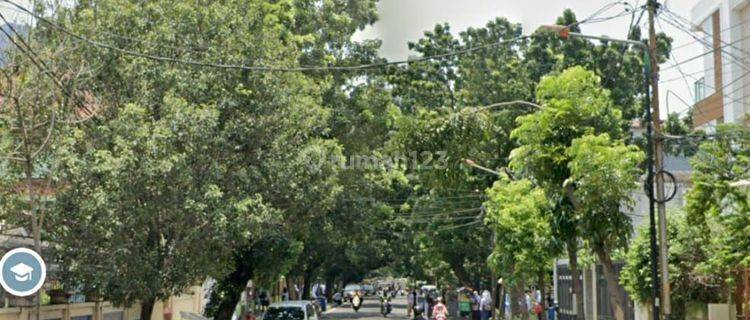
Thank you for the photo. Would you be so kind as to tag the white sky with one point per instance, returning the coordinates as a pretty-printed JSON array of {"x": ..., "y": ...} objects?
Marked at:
[{"x": 405, "y": 20}]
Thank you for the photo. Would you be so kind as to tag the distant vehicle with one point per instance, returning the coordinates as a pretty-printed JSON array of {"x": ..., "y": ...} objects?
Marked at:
[
  {"x": 291, "y": 310},
  {"x": 350, "y": 289},
  {"x": 429, "y": 288},
  {"x": 369, "y": 289}
]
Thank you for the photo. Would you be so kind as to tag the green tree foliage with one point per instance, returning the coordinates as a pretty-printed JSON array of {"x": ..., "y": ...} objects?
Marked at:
[
  {"x": 441, "y": 126},
  {"x": 719, "y": 210},
  {"x": 687, "y": 251},
  {"x": 256, "y": 154},
  {"x": 605, "y": 174},
  {"x": 519, "y": 214},
  {"x": 579, "y": 126}
]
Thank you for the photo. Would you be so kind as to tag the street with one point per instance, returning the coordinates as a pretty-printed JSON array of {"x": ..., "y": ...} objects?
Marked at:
[{"x": 370, "y": 310}]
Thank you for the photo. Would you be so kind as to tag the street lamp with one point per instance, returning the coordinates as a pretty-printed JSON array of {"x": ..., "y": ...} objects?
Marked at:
[{"x": 565, "y": 33}]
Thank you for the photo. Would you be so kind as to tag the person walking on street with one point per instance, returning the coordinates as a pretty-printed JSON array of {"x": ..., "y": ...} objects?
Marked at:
[
  {"x": 485, "y": 305},
  {"x": 411, "y": 300},
  {"x": 440, "y": 311},
  {"x": 475, "y": 301}
]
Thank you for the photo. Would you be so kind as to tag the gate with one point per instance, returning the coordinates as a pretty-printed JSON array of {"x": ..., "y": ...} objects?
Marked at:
[{"x": 565, "y": 301}]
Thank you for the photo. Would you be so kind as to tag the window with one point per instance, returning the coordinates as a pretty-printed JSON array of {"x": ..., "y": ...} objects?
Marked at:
[{"x": 700, "y": 89}]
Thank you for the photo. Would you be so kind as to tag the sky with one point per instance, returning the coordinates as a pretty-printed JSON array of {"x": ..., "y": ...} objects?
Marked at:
[{"x": 402, "y": 21}]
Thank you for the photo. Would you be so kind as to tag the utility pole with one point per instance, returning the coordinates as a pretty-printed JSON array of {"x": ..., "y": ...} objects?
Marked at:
[{"x": 658, "y": 178}]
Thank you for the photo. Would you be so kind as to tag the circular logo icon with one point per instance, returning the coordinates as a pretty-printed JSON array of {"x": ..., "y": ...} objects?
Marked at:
[{"x": 23, "y": 272}]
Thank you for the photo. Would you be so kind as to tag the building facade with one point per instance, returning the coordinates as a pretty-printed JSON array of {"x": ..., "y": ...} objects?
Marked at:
[{"x": 723, "y": 92}]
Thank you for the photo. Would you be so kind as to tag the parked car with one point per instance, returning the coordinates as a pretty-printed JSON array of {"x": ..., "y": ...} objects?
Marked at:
[
  {"x": 349, "y": 291},
  {"x": 291, "y": 310}
]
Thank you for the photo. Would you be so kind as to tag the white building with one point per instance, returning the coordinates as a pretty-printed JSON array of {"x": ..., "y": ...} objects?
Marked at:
[{"x": 722, "y": 94}]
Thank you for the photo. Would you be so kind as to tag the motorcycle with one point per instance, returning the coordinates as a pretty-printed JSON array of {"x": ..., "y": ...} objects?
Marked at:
[
  {"x": 337, "y": 299},
  {"x": 356, "y": 303},
  {"x": 385, "y": 306},
  {"x": 418, "y": 313}
]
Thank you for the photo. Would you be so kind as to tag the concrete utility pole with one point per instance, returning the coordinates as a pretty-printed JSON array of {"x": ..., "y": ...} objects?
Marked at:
[{"x": 666, "y": 305}]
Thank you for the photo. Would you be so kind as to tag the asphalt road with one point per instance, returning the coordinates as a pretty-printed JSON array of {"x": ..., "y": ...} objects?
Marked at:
[{"x": 370, "y": 310}]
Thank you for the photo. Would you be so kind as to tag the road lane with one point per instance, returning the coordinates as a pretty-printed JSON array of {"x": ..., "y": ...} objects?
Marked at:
[{"x": 370, "y": 310}]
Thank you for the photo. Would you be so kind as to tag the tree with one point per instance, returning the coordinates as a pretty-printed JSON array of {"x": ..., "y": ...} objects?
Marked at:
[
  {"x": 441, "y": 126},
  {"x": 269, "y": 128},
  {"x": 519, "y": 215},
  {"x": 574, "y": 105},
  {"x": 147, "y": 192},
  {"x": 722, "y": 210},
  {"x": 605, "y": 174},
  {"x": 555, "y": 143},
  {"x": 689, "y": 249}
]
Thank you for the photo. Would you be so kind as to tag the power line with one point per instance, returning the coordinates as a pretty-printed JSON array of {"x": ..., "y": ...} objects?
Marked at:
[
  {"x": 691, "y": 26},
  {"x": 129, "y": 52},
  {"x": 687, "y": 30}
]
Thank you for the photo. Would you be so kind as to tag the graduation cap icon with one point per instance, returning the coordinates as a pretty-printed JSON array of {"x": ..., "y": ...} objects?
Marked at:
[{"x": 22, "y": 272}]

##########

- **WHAT THE TASK ASKS**
Reproduce the data verbatim. Do not carry any picture into the copy.

- **RESULT OF THIS EXERCISE**
Thank you for the photo. Would you be so kind as to tag the white sky with one point per instance, returning the coordinates as a pretty-printed JSON array of {"x": ..., "y": ...} objects?
Marked at:
[{"x": 405, "y": 20}]
Thank you for the photo. Would you be so kind as to tag the distant vehicle with one point per instance, returning the coordinates as a pretty-printed JSON array of {"x": ..., "y": ...} objects?
Marked at:
[
  {"x": 291, "y": 310},
  {"x": 350, "y": 289},
  {"x": 429, "y": 288},
  {"x": 369, "y": 289}
]
Thank you for the photo. Would you be so kind as to tag the green tree foliage with one point per instance, returning the coordinates as a pretty-printed JSON array of {"x": ..., "y": ...} objects?
Marked at:
[
  {"x": 441, "y": 126},
  {"x": 719, "y": 210},
  {"x": 687, "y": 251},
  {"x": 256, "y": 154},
  {"x": 605, "y": 174},
  {"x": 519, "y": 214},
  {"x": 579, "y": 126}
]
Thank you for the photo. Would you be so kind as to tag the street with one point per instance, returning the coordinates as a pretty-printed JSON array of {"x": ..., "y": ...} objects?
Marked at:
[{"x": 370, "y": 310}]
Thank you for the photo. Would you be so kind as to tag the street lamp with one point per instance, returning the coordinates as a pretty-printed JSON array of {"x": ..., "y": ...} objects?
Marked at:
[{"x": 565, "y": 33}]
Thank you for the photo. Would you be so kind as to tag the person walking on street with one point per instance, returning the coordinates as a pretty-printed JSON array of {"x": ..., "y": ...} objects?
Marked at:
[
  {"x": 485, "y": 305},
  {"x": 411, "y": 300},
  {"x": 440, "y": 311},
  {"x": 475, "y": 301}
]
Thank you for the photo. Would you be so kind as to tag the gate with one point per instance, returning the coordinates as a pretty-printed JSON array of {"x": ..., "y": ...} objects?
Marked at:
[{"x": 565, "y": 301}]
Thank you for the photo. Would you be so kind as to tag the window with one point per instance, returning the coordinates as a pretty-printed JSON array of {"x": ..., "y": ...} objects?
Marked at:
[{"x": 700, "y": 89}]
Thank you for the photo. Would you be so kind as to tag the sky with one point per instance, returning the coordinates as a pretty-printed JSON array of {"x": ..., "y": ...} objects?
Marked at:
[{"x": 402, "y": 21}]
Thank you for the photo. Would you be so kind as to tag the utility pole with one point per instance, returning the coordinates as a pretty-printed JSON array of {"x": ..., "y": ...} objects?
Marked at:
[{"x": 658, "y": 178}]
Thank you for the photo. Would you be so kind as to tag the circular logo icon with one point per instance, returning the coordinates as a pretty-printed JSON array of {"x": ..., "y": ...} objects?
Marked at:
[{"x": 23, "y": 272}]
Thank you for the photo. Would you be so kind as to tag the building facade with one point per instance, returning the coordinates as a pretty-printed JSON array of {"x": ..., "y": ...} objects?
Marked at:
[{"x": 723, "y": 92}]
Thank you for the photo. Would you be so kind as to tag the parked car with one point per instance, returning the coordinates as a pretty-printed JSON array of {"x": ..., "y": ...} objects?
Marked at:
[
  {"x": 349, "y": 291},
  {"x": 291, "y": 310}
]
Thank you for the photo. Would you be so kind as to tag the white building with one point per instance, returning the coordinates as a pretty-printed JSON array of {"x": ..., "y": ...} objects?
Marked at:
[{"x": 722, "y": 94}]
Thank you for the photo. Would you be so kind as to tag the motorcycle with one point per instance, returning the coordinates as a pretty-printed JSON array of {"x": ..., "y": ...} objects?
Marked at:
[
  {"x": 337, "y": 299},
  {"x": 356, "y": 303},
  {"x": 385, "y": 306},
  {"x": 418, "y": 313}
]
Thank you for the photo. Would you be so kind as to tag the concrete utility pole with one point per instance, returning the coordinates as a pretty-printed JSON array of {"x": ..., "y": ...} objects?
Marked at:
[{"x": 666, "y": 305}]
Thank you for the photo. Would you be so kind as to tag the asphalt road with one point per instance, returning the coordinates as a pretty-printed JSON array of {"x": ..., "y": ...} objects?
Marked at:
[{"x": 370, "y": 310}]
Thank you for the photo. Would you be so kind as to tag the road lane with one point per instance, returning the coordinates as a pretty-printed JSON array of {"x": ..., "y": ...} objects?
Marked at:
[{"x": 370, "y": 310}]
Thank you for the photo. Would you be so kind as to tag the tree with one point per instance, returning the coordinates as a pretty-printed JSON array of {"x": ..., "y": ...} objects?
Marked at:
[
  {"x": 441, "y": 126},
  {"x": 269, "y": 128},
  {"x": 519, "y": 215},
  {"x": 574, "y": 105},
  {"x": 147, "y": 192},
  {"x": 722, "y": 210},
  {"x": 605, "y": 174},
  {"x": 555, "y": 143},
  {"x": 689, "y": 249}
]
Thank you for the photo. Would you be so kind as to tag the power line with one point per instance, returning the coordinates as a pretty-printed JSON array of {"x": ..., "y": ...} objects?
Marked at:
[
  {"x": 691, "y": 26},
  {"x": 129, "y": 52},
  {"x": 687, "y": 30}
]
Thank you for the photo. Would you be so kind as to tag the graduation cap icon with one point per instance, returning the coordinates as a pretty-printed JSON array of {"x": ..., "y": ...} objects?
Marked at:
[{"x": 22, "y": 272}]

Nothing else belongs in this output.